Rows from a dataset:
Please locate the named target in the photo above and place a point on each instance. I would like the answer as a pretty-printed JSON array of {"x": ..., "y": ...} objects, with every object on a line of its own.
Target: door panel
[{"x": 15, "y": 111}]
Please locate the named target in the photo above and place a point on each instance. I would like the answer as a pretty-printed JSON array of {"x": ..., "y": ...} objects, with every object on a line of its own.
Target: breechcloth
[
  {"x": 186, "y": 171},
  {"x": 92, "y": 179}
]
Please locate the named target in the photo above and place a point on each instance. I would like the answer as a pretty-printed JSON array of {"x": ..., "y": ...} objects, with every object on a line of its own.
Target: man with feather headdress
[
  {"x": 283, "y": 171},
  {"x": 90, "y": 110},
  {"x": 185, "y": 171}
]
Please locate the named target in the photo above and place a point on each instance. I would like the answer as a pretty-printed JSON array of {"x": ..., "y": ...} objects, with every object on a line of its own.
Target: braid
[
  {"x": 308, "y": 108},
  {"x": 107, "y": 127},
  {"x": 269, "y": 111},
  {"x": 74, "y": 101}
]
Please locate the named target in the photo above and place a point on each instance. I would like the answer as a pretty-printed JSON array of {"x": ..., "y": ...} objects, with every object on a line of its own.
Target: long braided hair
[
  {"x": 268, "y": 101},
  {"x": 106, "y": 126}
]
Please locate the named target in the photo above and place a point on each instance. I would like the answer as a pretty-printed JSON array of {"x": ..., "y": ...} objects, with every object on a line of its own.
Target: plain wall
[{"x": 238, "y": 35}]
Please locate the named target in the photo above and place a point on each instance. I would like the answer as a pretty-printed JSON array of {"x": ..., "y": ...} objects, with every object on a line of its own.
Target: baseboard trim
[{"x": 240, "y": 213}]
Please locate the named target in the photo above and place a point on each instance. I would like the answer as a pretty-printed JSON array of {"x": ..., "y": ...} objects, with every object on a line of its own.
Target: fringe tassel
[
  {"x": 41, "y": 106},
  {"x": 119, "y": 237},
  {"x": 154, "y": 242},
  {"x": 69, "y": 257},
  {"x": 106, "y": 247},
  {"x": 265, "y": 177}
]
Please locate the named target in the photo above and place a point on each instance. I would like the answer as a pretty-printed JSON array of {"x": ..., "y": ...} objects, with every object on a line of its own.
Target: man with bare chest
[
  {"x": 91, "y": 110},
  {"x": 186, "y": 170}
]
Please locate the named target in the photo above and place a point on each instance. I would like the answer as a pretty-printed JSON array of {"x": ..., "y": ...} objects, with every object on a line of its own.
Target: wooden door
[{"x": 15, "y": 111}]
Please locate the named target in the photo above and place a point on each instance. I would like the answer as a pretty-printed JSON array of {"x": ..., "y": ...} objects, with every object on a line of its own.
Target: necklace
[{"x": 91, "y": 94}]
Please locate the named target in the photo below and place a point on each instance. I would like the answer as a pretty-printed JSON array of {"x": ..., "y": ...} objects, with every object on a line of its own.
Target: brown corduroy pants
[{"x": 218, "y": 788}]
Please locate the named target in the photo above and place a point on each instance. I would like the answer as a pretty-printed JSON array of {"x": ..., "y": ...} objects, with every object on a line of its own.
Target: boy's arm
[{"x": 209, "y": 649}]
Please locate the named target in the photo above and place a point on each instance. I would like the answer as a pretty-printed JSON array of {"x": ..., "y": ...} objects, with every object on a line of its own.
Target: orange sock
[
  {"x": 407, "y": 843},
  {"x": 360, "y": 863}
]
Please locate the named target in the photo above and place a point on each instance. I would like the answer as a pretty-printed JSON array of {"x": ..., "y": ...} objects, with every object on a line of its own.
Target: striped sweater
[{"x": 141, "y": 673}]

GIVEN TASK: Reproduce the material above, every line of it, exactly.

OUTPUT OF THE TASK:
Please locate the named target in the photo above and place a point on each instance. I would like the answer as a pretty-printed JSON array of {"x": ..., "y": ...} objects, with every object on a line of its own.
Target: door panel
[{"x": 15, "y": 111}]
Please locate the named target in the photo above and place a point on each instance. I would like the answer as a pretty-printed JSON array of {"x": ..., "y": ...} objects, with every object on a line of its own.
Target: breechcloth
[
  {"x": 186, "y": 171},
  {"x": 92, "y": 179}
]
Please locate the named target in the photo above and place a point on each instance. I would like the answer as a pretty-printed JSON array of {"x": ..., "y": ...} objects, with every object on a line of its own.
Target: man with feather headdress
[
  {"x": 283, "y": 171},
  {"x": 90, "y": 110},
  {"x": 185, "y": 171}
]
Please locate the named target in the photo above and place a point on each instance. I would like the answer as a pretty-printed JSON array of {"x": ..., "y": ...} objects, with every object on a line of its own.
Target: braid
[
  {"x": 308, "y": 108},
  {"x": 107, "y": 127},
  {"x": 269, "y": 111},
  {"x": 74, "y": 101}
]
Please locate the named target in the photo above and place a point on each instance. I would like the answer as a pretty-printed JSON array of {"x": ..., "y": ...} objects, with every object on a line of its own.
Target: long braided hair
[
  {"x": 268, "y": 101},
  {"x": 106, "y": 126}
]
Please locate the named target in the photo above and place a point on each instance. I would like the answer as a pretty-printed JSON array of {"x": ..., "y": ...} objects, with every object on a line of its own.
Target: plain wall
[{"x": 238, "y": 35}]
Please locate the named target in the photo above and place a point on each instance. I would like the answer as a pretty-printed JSON array of {"x": ..., "y": ...} objects, with every object on a line of its own.
Target: baseboard trim
[{"x": 240, "y": 213}]
Please locate the named target in the photo above and place a point on each instance. I would like the answer as a pretty-printed JSON array of {"x": ..., "y": ...} objects, with every object on a line of its own.
Target: fringe tassel
[
  {"x": 41, "y": 106},
  {"x": 119, "y": 237},
  {"x": 154, "y": 242},
  {"x": 69, "y": 257},
  {"x": 106, "y": 247},
  {"x": 265, "y": 177}
]
Please locate the named target in the photo above and place a point on each instance. I would like the answer as a pretty-printed JSON array of {"x": ..., "y": ...} objects, with every object on a line of its own.
Target: man with bare chest
[
  {"x": 91, "y": 110},
  {"x": 186, "y": 170}
]
Please locate the named target in the photo above and place a point on each instance. I would like the answer as a pretty-printed JSON array of {"x": ..., "y": ...} objects, with every object on a line of its own.
Target: wooden door
[{"x": 15, "y": 111}]
Please locate the named target in the photo above and place a point on each instance. I would like the answer as a pretty-printed JSON array of {"x": ..., "y": ...} objects, with every object on a line of its own.
Target: necklace
[{"x": 91, "y": 94}]
Please locate the named target in the photo below and place a point on each instance. I would like the answer as a pretty-printed JSON array of {"x": ..., "y": ...} objects, with every object on a line of its own.
Target: brown corduroy pants
[{"x": 218, "y": 788}]
Please locate the named target in the photo above and place a point on each instance. I would like the answer as a pretty-printed JSON array of {"x": ..., "y": ...} objects, with every object on a line of its own.
Target: boy's arm
[{"x": 209, "y": 649}]
Please locate the named target in the photo above and place a point on each instance. I would like the answer as a pretty-printed JSON array of {"x": ..., "y": ...} objects, with every object on a line of its own.
Target: orange sock
[
  {"x": 407, "y": 843},
  {"x": 360, "y": 863}
]
Please locate the named target in the photo above and place a point on each instance. I would like the answer as a pretty-printed JSON array of {"x": ..., "y": ...} objects, with every object on a line of its own.
Target: striped sweater
[{"x": 141, "y": 673}]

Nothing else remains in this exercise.